### [TASK TO COMPLETE]
Convert all of the material below into a JSON array of strings with one string per line, and omit any blank lines.

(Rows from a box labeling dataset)

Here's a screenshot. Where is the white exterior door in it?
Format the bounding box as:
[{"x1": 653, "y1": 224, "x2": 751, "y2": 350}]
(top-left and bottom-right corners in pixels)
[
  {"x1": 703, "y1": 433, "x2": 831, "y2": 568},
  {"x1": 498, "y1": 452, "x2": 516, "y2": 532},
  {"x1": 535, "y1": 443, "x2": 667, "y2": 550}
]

### [SOLUTION TO THE PROBLEM]
[
  "Here's a screenshot. Where is the white exterior door in it?",
  "Format the bounding box as:",
  "[{\"x1\": 653, \"y1\": 224, \"x2\": 751, \"y2\": 350}]",
  "(top-left and bottom-right corners in pixels)",
  "[",
  "  {\"x1\": 703, \"y1\": 433, \"x2\": 831, \"y2\": 568},",
  "  {\"x1\": 498, \"y1\": 452, \"x2\": 516, \"y2\": 532},",
  "  {\"x1\": 535, \"y1\": 443, \"x2\": 667, \"y2\": 550}",
  "]"
]